→ **Selected passage**:
(begin)
For $U_{m}\ge V_{n_{0}+1}\,(m\ge 2),$ by Example 2.1(1), we obtain that

$$\begin{aligned} 0< & {} \theta (\lambda _{2},m)=\frac{1}{k_{\alpha }(\lambda _{1})}\int _{0}^{ \frac{\ln V_{n_{0}+1}}{\ln U_{m}}}\frac{(\min \{1,t\})^{\alpha }}{ (1+t)^{\lambda +\alpha }}t^{\lambda _{2}-1}\,{\mathrm{d}}t\\= & {} \frac{1}{k_{\alpha }(\lambda _{1})}\int _{0}^{\frac{\ln V_{n_{0}+1}}{\ln U_{m}}}\frac{t^{\alpha }}{(1+t)^{\lambda +\alpha }}t^{\lambda _{2}-1}\,{\mathrm{d}}t \\\le & {} \frac{L_{\alpha }}{k_{\alpha }(\lambda _{1})}\int _{0}^{\frac{\ln V_{n_{0}+1}}{\ln U_{m}}}t^{\alpha +\lambda _{2}-1}\,{\mathrm{d}}t=\frac{L_{\alpha }}{ (\alpha +\lambda _{2})k_{\alpha }(\lambda _{1})}\left( \frac{\ln V_{n_{0}+1} }{\ln U_{m}}\right) ^{\alpha +\lambda _{2}}, \end{aligned}$$

namely, (16) and (18) follow. Similarly, for $-\alpha <\lambda _{1}\le 1,\lambda _{2}>-\alpha , $ we obtain (17) and (19).
(end)
→ **Material shown**:
(begin)
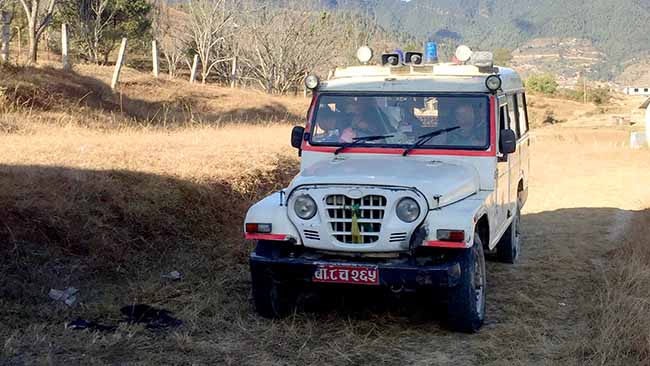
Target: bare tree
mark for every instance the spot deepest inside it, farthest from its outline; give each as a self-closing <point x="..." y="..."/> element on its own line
<point x="282" y="45"/>
<point x="39" y="15"/>
<point x="169" y="26"/>
<point x="90" y="20"/>
<point x="209" y="27"/>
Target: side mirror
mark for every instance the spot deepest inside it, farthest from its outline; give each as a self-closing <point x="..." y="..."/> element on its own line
<point x="297" y="135"/>
<point x="507" y="142"/>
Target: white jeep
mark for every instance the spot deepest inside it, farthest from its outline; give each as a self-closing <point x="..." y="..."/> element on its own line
<point x="410" y="173"/>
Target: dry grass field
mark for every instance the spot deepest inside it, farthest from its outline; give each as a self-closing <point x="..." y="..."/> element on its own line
<point x="108" y="192"/>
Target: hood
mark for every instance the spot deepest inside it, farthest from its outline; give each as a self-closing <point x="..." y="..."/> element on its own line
<point x="450" y="182"/>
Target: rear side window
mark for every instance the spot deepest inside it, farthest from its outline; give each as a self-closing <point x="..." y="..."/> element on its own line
<point x="523" y="113"/>
<point x="513" y="113"/>
<point x="503" y="117"/>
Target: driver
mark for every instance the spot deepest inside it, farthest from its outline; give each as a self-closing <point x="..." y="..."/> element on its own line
<point x="327" y="126"/>
<point x="362" y="122"/>
<point x="472" y="129"/>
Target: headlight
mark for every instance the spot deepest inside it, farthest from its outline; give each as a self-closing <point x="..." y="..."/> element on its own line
<point x="305" y="207"/>
<point x="493" y="83"/>
<point x="408" y="210"/>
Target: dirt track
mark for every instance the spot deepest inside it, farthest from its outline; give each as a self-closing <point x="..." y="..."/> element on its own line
<point x="585" y="186"/>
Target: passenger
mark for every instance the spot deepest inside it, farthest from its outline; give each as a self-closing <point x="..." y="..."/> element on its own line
<point x="472" y="129"/>
<point x="327" y="126"/>
<point x="362" y="122"/>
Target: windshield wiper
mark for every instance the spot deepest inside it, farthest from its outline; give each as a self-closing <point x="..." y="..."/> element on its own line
<point x="358" y="140"/>
<point x="427" y="137"/>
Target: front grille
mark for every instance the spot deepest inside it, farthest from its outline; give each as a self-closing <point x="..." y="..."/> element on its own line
<point x="395" y="237"/>
<point x="312" y="234"/>
<point x="370" y="214"/>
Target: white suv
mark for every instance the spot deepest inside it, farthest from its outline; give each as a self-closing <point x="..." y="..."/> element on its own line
<point x="409" y="174"/>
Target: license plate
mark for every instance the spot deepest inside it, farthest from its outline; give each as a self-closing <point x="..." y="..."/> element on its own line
<point x="341" y="273"/>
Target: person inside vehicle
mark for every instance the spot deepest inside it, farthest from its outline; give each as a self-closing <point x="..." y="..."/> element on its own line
<point x="472" y="131"/>
<point x="327" y="127"/>
<point x="364" y="120"/>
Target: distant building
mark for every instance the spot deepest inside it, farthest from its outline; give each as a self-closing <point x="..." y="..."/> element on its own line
<point x="637" y="91"/>
<point x="646" y="106"/>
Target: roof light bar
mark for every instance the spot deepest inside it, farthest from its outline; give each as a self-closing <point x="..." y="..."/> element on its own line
<point x="482" y="59"/>
<point x="364" y="54"/>
<point x="463" y="53"/>
<point x="413" y="58"/>
<point x="493" y="83"/>
<point x="391" y="59"/>
<point x="312" y="82"/>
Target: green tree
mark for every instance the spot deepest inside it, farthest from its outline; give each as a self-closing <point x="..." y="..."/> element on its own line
<point x="543" y="83"/>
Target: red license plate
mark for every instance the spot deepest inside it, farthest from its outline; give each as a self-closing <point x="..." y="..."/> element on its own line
<point x="341" y="273"/>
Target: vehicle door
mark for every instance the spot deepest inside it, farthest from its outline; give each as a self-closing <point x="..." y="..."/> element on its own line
<point x="514" y="159"/>
<point x="502" y="174"/>
<point x="523" y="145"/>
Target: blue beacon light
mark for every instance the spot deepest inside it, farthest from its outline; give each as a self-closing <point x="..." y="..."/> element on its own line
<point x="431" y="53"/>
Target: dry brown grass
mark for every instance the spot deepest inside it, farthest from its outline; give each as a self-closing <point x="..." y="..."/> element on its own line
<point x="619" y="327"/>
<point x="109" y="208"/>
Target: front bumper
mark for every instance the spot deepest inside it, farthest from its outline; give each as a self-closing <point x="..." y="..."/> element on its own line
<point x="391" y="274"/>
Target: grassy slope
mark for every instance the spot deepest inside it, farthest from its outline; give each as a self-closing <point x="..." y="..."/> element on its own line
<point x="101" y="195"/>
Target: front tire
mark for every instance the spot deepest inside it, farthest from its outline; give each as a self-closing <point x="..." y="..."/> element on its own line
<point x="466" y="304"/>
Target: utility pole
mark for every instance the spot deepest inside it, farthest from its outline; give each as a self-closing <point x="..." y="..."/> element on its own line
<point x="584" y="86"/>
<point x="64" y="47"/>
<point x="118" y="64"/>
<point x="195" y="64"/>
<point x="154" y="56"/>
<point x="5" y="18"/>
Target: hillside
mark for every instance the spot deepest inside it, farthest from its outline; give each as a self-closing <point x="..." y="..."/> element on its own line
<point x="618" y="29"/>
<point x="105" y="192"/>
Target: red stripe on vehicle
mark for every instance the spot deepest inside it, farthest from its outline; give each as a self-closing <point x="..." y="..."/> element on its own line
<point x="252" y="236"/>
<point x="444" y="244"/>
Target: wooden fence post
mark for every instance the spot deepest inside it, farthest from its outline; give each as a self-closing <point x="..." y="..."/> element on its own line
<point x="195" y="65"/>
<point x="118" y="64"/>
<point x="64" y="47"/>
<point x="154" y="56"/>
<point x="6" y="36"/>
<point x="233" y="72"/>
<point x="20" y="44"/>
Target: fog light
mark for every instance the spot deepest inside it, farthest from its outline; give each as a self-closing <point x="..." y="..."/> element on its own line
<point x="258" y="228"/>
<point x="493" y="83"/>
<point x="457" y="236"/>
<point x="408" y="210"/>
<point x="312" y="82"/>
<point x="305" y="207"/>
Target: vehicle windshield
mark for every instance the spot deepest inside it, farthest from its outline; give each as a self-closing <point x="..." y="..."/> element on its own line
<point x="341" y="119"/>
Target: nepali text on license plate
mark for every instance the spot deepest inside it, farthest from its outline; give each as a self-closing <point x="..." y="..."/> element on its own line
<point x="341" y="273"/>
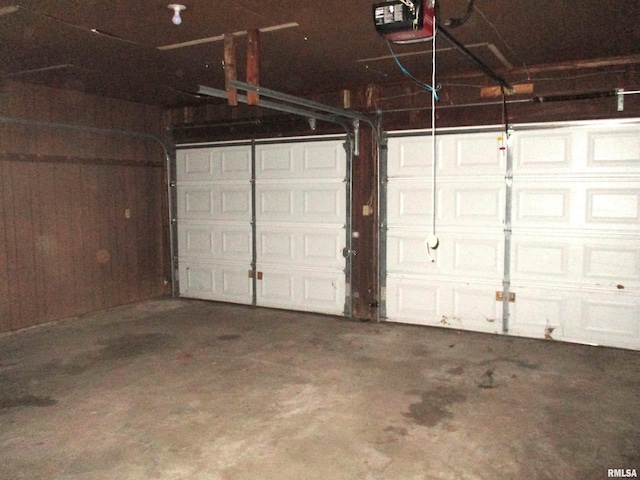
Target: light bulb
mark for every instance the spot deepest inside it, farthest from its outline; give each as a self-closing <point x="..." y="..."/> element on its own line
<point x="177" y="8"/>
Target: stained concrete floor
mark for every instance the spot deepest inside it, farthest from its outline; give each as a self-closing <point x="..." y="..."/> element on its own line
<point x="179" y="389"/>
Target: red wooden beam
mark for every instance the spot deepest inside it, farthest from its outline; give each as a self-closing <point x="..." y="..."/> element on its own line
<point x="253" y="65"/>
<point x="230" y="69"/>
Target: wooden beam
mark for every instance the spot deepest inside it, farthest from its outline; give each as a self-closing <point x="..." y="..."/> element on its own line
<point x="519" y="89"/>
<point x="253" y="65"/>
<point x="230" y="69"/>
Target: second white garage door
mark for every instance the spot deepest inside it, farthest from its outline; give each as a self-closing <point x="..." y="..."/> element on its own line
<point x="566" y="241"/>
<point x="294" y="228"/>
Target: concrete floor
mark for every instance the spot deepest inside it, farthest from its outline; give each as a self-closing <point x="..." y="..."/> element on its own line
<point x="179" y="389"/>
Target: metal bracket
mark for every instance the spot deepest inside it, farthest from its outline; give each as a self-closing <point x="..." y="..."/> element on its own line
<point x="620" y="92"/>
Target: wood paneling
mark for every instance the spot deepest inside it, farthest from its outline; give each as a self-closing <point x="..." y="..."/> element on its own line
<point x="66" y="244"/>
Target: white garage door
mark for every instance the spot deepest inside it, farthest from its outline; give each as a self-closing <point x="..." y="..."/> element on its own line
<point x="214" y="223"/>
<point x="575" y="263"/>
<point x="572" y="258"/>
<point x="301" y="225"/>
<point x="265" y="224"/>
<point x="456" y="289"/>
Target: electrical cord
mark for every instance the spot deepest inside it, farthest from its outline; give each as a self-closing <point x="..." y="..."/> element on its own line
<point x="406" y="72"/>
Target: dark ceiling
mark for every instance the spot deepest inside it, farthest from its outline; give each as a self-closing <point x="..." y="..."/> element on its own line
<point x="111" y="48"/>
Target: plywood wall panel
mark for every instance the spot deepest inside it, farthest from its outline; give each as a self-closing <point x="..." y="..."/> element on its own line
<point x="66" y="246"/>
<point x="6" y="247"/>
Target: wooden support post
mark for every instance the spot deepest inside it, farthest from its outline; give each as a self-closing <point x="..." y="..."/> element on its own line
<point x="253" y="65"/>
<point x="230" y="69"/>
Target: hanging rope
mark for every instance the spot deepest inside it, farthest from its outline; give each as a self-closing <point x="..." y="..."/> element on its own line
<point x="432" y="240"/>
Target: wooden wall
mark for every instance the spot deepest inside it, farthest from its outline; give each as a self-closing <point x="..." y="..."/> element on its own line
<point x="66" y="244"/>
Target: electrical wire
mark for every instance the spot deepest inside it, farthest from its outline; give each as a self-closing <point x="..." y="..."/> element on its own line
<point x="456" y="22"/>
<point x="406" y="72"/>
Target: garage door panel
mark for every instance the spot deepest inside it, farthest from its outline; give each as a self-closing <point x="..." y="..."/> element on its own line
<point x="220" y="241"/>
<point x="540" y="313"/>
<point x="289" y="245"/>
<point x="473" y="153"/>
<point x="543" y="258"/>
<point x="534" y="153"/>
<point x="607" y="317"/>
<point x="437" y="302"/>
<point x="464" y="202"/>
<point x="216" y="281"/>
<point x="615" y="264"/>
<point x="613" y="205"/>
<point x="214" y="164"/>
<point x="302" y="203"/>
<point x="413" y="300"/>
<point x="407" y="252"/>
<point x="575" y="203"/>
<point x="318" y="291"/>
<point x="475" y="307"/>
<point x="303" y="160"/>
<point x="409" y="203"/>
<point x="214" y="202"/>
<point x="617" y="149"/>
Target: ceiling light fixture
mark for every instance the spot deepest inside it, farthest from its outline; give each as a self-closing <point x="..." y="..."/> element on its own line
<point x="177" y="8"/>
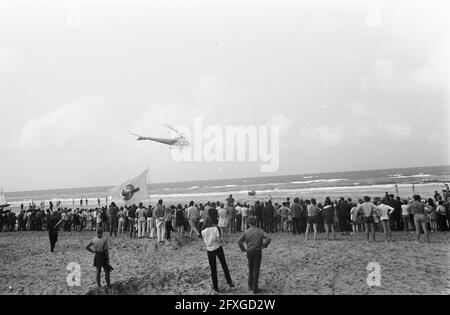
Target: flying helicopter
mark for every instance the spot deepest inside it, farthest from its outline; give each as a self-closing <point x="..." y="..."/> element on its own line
<point x="177" y="142"/>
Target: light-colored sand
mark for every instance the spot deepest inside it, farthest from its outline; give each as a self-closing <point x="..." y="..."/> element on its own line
<point x="290" y="266"/>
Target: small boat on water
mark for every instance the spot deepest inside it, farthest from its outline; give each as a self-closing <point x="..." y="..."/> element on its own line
<point x="3" y="200"/>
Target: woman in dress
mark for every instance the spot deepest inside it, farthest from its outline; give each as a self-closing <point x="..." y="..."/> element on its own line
<point x="101" y="258"/>
<point x="213" y="241"/>
<point x="223" y="221"/>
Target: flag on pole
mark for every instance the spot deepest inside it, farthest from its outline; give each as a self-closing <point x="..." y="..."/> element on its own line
<point x="132" y="191"/>
<point x="3" y="201"/>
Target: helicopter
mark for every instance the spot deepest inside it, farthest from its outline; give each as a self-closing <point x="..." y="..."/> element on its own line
<point x="178" y="142"/>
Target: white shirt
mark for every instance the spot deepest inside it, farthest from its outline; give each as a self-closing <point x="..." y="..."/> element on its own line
<point x="384" y="211"/>
<point x="405" y="210"/>
<point x="211" y="238"/>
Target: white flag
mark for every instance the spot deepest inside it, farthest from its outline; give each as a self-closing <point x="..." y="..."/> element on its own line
<point x="132" y="191"/>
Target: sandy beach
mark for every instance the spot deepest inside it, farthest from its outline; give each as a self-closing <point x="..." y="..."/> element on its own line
<point x="290" y="265"/>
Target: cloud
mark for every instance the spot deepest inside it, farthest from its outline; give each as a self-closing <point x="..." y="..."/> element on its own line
<point x="9" y="57"/>
<point x="75" y="125"/>
<point x="329" y="136"/>
<point x="397" y="131"/>
<point x="280" y="121"/>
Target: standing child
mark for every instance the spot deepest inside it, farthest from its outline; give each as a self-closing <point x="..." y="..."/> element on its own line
<point x="384" y="212"/>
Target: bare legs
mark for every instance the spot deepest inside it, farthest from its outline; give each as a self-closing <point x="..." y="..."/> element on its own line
<point x="369" y="227"/>
<point x="387" y="230"/>
<point x="107" y="277"/>
<point x="308" y="226"/>
<point x="327" y="231"/>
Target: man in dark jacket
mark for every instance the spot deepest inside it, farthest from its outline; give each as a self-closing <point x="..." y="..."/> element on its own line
<point x="53" y="228"/>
(end)
→ **Aim**:
In the math passage, under which conditions on λ₁ and λ₂ are (17) and (19) obtained?

→ **Written answer**:
For −α < λ₁ ≤ 1 and λ₂ > −α.